• TEXTO PROPORCIONADO
# # # #

Así, solo los acontecimientos
excepcionales pueden dar lugar a la soberanía, ya que solo la decisión
tiene la capacidad de resolverlos. Este tipo de acontecimientos, bajo el
concepto jurídico de estado de excepción, es concebido por Schmitt como
la expresión secularizada del concepto teológico del milagro (Schmitt,
2009, p. 37).
En segundo
lugar, si la soberanía es el resultado de la siempre difícil dinámica entre el
estado de excepción y la consecuente decisión del soberano, la dictadura
soberana no es otra cosa que la objetivación de esta dinámica en una forma
jurídico-política específica. Como Schmitt ha descrito en su obra La
dictadura (1921), solo en el caso de excepción se ejerce realmente la
soberanía, porque, en tal caso, el poder y el Derecho se fusionan en una única
realidad. El Derecho ya constituido y el poder aún no constituido se integran
en una única forma jurídico-política que Schmitt denomina dictadura soberana
y cuyo representante es o bien un “dictador constitucional” o bien un
“legislador dictatorial” (Schmitt, 2003, p. 172).
Según
Schmitt, la noción general de dictadura debe entenderse como la supresión de
una situación jurídica mediante un procedimiento que tiene un objetivo concreto
que se desliga del Derecho (Schmitt, 2003, p. 26). La dictadura revela la verdadera
naturaleza del Derecho, es decir, su finalidad primordial, ya que, al igual que
la norma, protege a la sociedad, pero, a diferencia de ella, lo hace de manera inmediata y efectiva.
En este sentido, la dictadura suprime el Derecho para realizarlo, pero no a
partir de los principios de la justicia normativa, sino según el apoderamiento
de una autoridad suprema capacitada jurídicamente para suspender el Derecho e
implantar una dictadura. Tal autoridad está en situación de permitir una
excepción concreta, porque en ella coinciden simultáneamente la comisión y la
autoridad (Schmitt, 2003, pp. 27-28).
De esta
manera, lo que Schmitt nos muestra con su teoría excepcional de la soberanía es
el modo como todo orden jurídico-político se constituye, no el contenido
del mismo. A este modo, Schmitt le denomina decisionismo y tiene como
forma jurídico-política a la dictadura, pues, cuando el caso excepcional se
apodera de la escena política, se produce una fusión entre la ley y el poder.

# # # #

• LÍNEAS DE DATOS

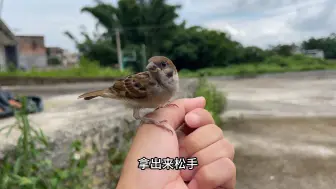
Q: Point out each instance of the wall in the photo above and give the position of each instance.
(92, 122)
(33, 60)
(32, 52)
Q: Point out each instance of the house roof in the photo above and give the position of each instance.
(6, 35)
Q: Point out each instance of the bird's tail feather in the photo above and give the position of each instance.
(94, 94)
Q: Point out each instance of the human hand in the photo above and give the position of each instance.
(200, 138)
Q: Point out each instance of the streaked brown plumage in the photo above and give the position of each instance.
(150, 89)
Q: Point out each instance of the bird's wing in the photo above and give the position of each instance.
(133, 86)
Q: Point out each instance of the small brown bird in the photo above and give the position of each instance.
(152, 88)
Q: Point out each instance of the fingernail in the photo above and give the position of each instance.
(193, 184)
(183, 152)
(199, 97)
(193, 119)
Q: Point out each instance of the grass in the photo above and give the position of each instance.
(28, 165)
(273, 64)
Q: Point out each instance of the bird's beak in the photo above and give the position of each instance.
(152, 67)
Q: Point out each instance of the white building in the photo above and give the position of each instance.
(8, 48)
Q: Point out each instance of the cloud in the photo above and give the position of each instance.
(282, 22)
(251, 22)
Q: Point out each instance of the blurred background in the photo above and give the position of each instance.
(266, 68)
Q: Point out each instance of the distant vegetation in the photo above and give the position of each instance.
(273, 64)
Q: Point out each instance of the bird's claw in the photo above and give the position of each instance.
(167, 105)
(159, 124)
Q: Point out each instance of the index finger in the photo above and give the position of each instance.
(175, 114)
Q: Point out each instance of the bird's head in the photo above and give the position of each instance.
(161, 65)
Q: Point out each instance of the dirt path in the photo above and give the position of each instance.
(279, 153)
(287, 138)
(291, 145)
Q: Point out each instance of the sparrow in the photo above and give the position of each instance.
(152, 88)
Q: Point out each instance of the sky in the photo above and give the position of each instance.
(252, 22)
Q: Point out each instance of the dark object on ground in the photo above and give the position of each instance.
(34, 104)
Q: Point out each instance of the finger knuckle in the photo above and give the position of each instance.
(230, 166)
(229, 148)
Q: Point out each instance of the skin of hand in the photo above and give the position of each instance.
(150, 89)
(201, 139)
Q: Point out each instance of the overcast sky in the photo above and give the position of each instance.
(251, 22)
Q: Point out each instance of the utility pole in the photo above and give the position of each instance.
(119, 53)
(144, 56)
(1, 7)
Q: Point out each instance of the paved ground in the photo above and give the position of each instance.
(285, 140)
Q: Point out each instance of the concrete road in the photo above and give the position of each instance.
(284, 141)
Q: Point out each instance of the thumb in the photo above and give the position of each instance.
(152, 141)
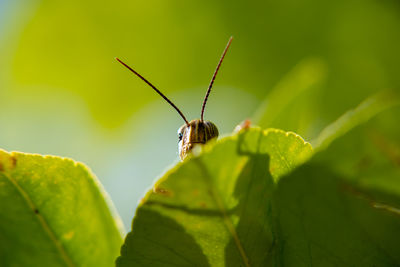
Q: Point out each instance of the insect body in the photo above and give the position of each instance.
(196, 131)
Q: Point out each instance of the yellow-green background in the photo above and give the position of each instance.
(62, 92)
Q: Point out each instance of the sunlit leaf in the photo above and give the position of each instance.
(215, 209)
(362, 113)
(53, 212)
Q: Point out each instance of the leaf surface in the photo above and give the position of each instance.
(53, 212)
(215, 209)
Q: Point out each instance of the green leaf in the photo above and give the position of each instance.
(325, 220)
(54, 212)
(362, 113)
(215, 209)
(303, 77)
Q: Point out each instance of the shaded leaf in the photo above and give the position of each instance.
(218, 204)
(53, 212)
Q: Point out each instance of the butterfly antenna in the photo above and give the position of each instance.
(213, 78)
(155, 89)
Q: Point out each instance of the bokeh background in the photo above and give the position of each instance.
(63, 93)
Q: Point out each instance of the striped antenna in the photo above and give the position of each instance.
(213, 78)
(155, 89)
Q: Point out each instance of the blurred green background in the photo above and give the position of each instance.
(63, 93)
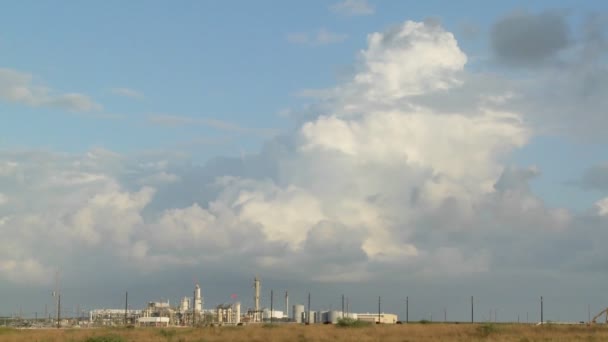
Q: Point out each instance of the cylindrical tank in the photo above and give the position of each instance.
(310, 318)
(334, 316)
(298, 312)
(237, 312)
(185, 304)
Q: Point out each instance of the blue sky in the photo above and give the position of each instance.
(165, 114)
(229, 61)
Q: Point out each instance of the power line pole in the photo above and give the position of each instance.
(541, 310)
(472, 312)
(271, 305)
(379, 306)
(308, 315)
(58, 311)
(126, 305)
(193, 308)
(407, 309)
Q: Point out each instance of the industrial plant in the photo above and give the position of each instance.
(191, 312)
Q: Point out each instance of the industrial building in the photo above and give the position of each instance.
(113, 317)
(383, 318)
(189, 311)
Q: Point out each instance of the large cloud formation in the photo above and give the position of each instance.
(376, 184)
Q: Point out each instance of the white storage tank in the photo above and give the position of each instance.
(298, 313)
(185, 304)
(334, 316)
(311, 315)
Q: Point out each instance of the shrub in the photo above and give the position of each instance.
(106, 338)
(487, 329)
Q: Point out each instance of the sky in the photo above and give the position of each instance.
(435, 150)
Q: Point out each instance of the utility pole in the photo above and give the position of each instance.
(541, 310)
(308, 316)
(379, 306)
(407, 309)
(347, 306)
(271, 305)
(193, 308)
(472, 312)
(59, 311)
(126, 305)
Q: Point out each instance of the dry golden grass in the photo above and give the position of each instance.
(300, 333)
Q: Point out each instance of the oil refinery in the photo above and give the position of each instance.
(190, 311)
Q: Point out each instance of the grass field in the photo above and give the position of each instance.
(299, 333)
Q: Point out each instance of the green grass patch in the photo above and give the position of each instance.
(6, 330)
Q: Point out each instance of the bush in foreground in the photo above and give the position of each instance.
(106, 338)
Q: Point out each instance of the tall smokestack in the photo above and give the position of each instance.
(198, 300)
(256, 297)
(286, 303)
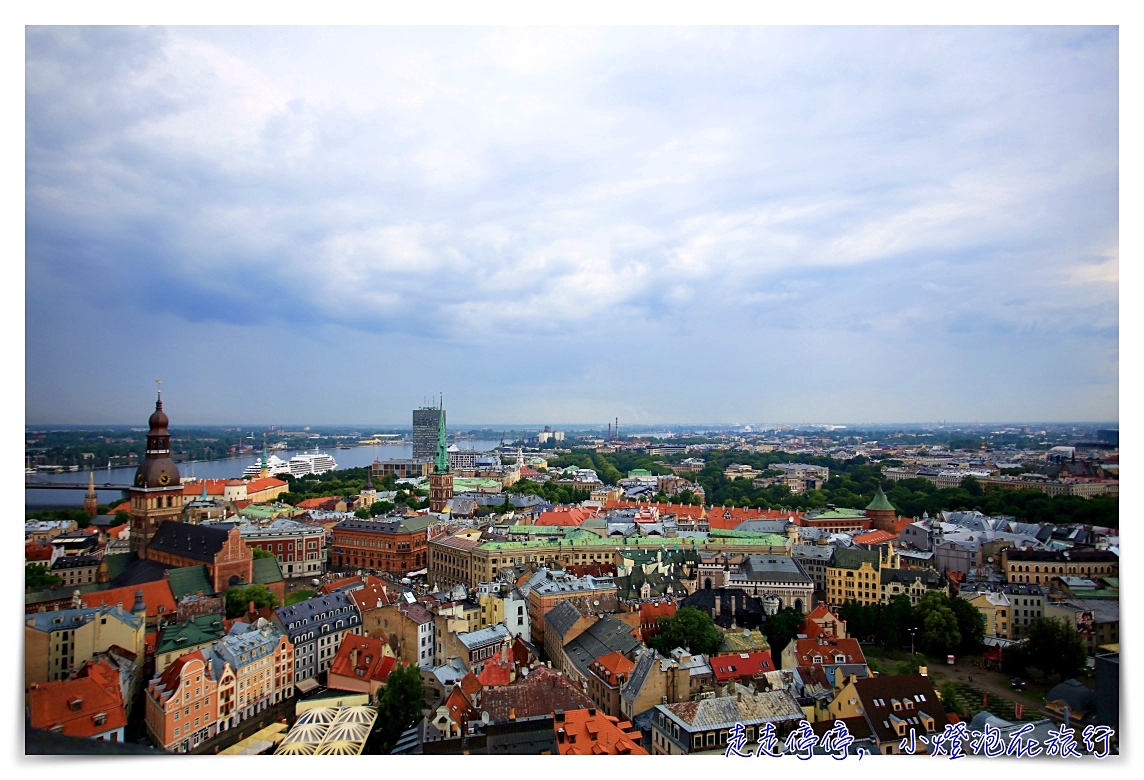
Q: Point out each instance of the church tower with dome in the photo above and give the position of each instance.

# # # #

• QUÉ SE PIDE
1: En el texto sobre la soberanía en Schmitt, ¿qué nombre da Schmitt a la forma jurídico-política en la que se integran el Derecho ya constituido y el poder aún no constituido?
2: Transcribe sin cambios, del texto sobre la soberanía en Schmitt, el fragmento que empieza con las palabras que contienen "En este sentido, la" y termina con "y el poder.".
3: Indica si cada afirmación concuerda con el texto sobre la soberanía en Schmitt. Responde sí o no y cita las palabras del texto que lo deciden.
(a) Schmitt concibe el estado de excepción como la expresión secularizada del concepto teológico del milagro.
(b) La dictadura protege a la sociedad de manera mediata, igual que la norma.
(c) Schmitt llama decisionismo al modo en que se constituye todo orden jurídico-político.

• RESPUESTAS A TAREAS
1: Dictadura soberana.

2:
En este sentido, la dictadura suprime el Derecho para realizarlo, pero no a
partir de los principios de la justicia normativa, sino según el apoderamiento
de una autoridad suprema capacitada jurídicamente para suspender el Derecho e
implantar una dictadura. Tal autoridad está en situación de permitir una
excepción concreta, porque en ella coinciden simultáneamente la comisión y la
autoridad (Schmitt, 2003, pp. 27-28).
De esta
manera, lo que Schmitt nos muestra con su teoría excepcional de la soberanía es
el modo como todo orden jurídico-político se constituye, no el contenido
del mismo. A este modo, Schmitt le denomina decisionismo y tiene como
forma jurídico-política a la dictadura, pues, cuando el caso excepcional se
apodera de la escena política, se produce una fusión entre la ley y el poder.

3:
(a) Sí: "es concebido por Schmitt como la expresión secularizada del concepto teológico del milagro".
(b) No: "a diferencia de ella, lo hace de manera inmediata y efectiva".
(c) Sí: "A este modo, Schmitt le denomina decisionismo".